▸ GIVEN EXERCISE:
Rewrite everything from the start of the records down to the line containing "POLYGON ((413 319, 413", changing "wooden shelving unit" to "metal shelving unit" and leaving the rest untouched.

______

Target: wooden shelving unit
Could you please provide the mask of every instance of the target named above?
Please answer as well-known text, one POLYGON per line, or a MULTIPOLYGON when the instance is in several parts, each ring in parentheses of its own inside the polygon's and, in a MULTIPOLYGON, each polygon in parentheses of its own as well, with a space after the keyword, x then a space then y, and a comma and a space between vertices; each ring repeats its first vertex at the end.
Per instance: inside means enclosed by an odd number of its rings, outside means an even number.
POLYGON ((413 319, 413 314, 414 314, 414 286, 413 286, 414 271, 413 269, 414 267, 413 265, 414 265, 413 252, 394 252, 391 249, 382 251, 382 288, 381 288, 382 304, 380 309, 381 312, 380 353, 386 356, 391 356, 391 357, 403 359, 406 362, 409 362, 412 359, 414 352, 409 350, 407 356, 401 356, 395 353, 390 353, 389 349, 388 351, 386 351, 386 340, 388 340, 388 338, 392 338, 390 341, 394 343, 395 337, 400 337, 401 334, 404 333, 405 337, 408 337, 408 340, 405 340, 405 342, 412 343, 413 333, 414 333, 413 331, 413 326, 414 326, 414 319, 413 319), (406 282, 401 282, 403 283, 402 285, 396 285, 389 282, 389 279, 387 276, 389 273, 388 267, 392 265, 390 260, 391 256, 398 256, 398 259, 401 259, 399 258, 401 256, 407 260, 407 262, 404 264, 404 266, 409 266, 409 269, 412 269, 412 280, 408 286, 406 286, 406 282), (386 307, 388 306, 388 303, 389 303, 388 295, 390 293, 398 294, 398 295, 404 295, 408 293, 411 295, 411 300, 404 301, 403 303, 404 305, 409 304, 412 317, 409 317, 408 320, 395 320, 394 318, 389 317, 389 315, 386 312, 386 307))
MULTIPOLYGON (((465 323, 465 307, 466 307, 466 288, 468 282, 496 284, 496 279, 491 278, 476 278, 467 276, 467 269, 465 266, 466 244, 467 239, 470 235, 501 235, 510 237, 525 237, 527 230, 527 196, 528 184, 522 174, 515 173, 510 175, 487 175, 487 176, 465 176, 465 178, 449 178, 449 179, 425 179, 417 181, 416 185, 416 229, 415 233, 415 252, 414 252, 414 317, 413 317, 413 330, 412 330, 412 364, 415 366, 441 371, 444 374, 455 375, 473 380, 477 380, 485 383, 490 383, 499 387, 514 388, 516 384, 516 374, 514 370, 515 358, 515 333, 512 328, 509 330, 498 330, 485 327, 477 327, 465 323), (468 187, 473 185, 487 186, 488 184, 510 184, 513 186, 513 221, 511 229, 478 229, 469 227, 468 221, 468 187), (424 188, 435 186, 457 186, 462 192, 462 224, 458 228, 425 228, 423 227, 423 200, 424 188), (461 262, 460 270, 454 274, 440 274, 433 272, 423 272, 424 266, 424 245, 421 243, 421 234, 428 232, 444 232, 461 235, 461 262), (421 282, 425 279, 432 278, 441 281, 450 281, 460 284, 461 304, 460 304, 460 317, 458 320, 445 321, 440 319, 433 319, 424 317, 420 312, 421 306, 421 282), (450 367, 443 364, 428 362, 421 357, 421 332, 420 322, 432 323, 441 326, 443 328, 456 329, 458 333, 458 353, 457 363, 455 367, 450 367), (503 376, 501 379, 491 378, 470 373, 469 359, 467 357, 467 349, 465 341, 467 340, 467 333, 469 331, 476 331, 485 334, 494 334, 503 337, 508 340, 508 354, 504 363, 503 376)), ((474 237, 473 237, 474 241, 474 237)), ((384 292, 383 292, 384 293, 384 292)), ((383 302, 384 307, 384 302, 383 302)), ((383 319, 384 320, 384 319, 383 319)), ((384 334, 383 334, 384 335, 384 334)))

______

▸ THE COMPLETED TASK:
Target: metal shelving unit
Could you please provide the mask of every instance of the target named above?
Please answer as well-known text, one POLYGON per line, or a MULTIPOLYGON when the instance is in several parts, each ring in parentheses of its own inside the polygon's and, in a MULTIPOLYGON, each polygon in parentheses of its own as well, with a space after the keyword, x then a space then y, and a comma and a space between vertices; each ring repeats its first vertex at the end.
Per instance: inside means enclosed by an odd number of its rings, outside means an even number.
POLYGON ((413 319, 413 314, 414 314, 414 286, 413 286, 414 271, 413 269, 414 267, 413 265, 414 265, 413 252, 394 252, 391 249, 382 251, 382 288, 381 288, 382 304, 380 309, 381 312, 380 353, 386 356, 391 356, 391 357, 403 359, 406 362, 409 362, 412 359, 414 352, 409 350, 407 356, 401 356, 395 353, 390 353, 389 349, 388 351, 386 351, 386 340, 388 340, 388 338, 392 338, 390 341, 394 343, 395 337, 400 337, 401 334, 404 333, 405 337, 408 337, 408 340, 405 340, 405 342, 412 343, 413 333, 414 333, 413 331, 413 326, 414 326, 414 319, 413 319), (406 282, 401 282, 403 283, 402 285, 396 285, 389 282, 389 279, 387 276, 389 273, 388 267, 392 265, 390 260, 391 256, 398 256, 398 259, 401 259, 399 258, 401 256, 407 260, 407 262, 404 264, 404 266, 409 266, 409 269, 412 269, 412 280, 408 286, 406 286, 406 282), (386 307, 388 306, 388 303, 389 303, 388 295, 390 293, 398 294, 398 295, 404 295, 408 293, 411 295, 411 300, 404 301, 403 303, 404 305, 409 304, 412 317, 409 317, 408 320, 395 320, 394 318, 389 317, 389 315, 386 312, 386 307))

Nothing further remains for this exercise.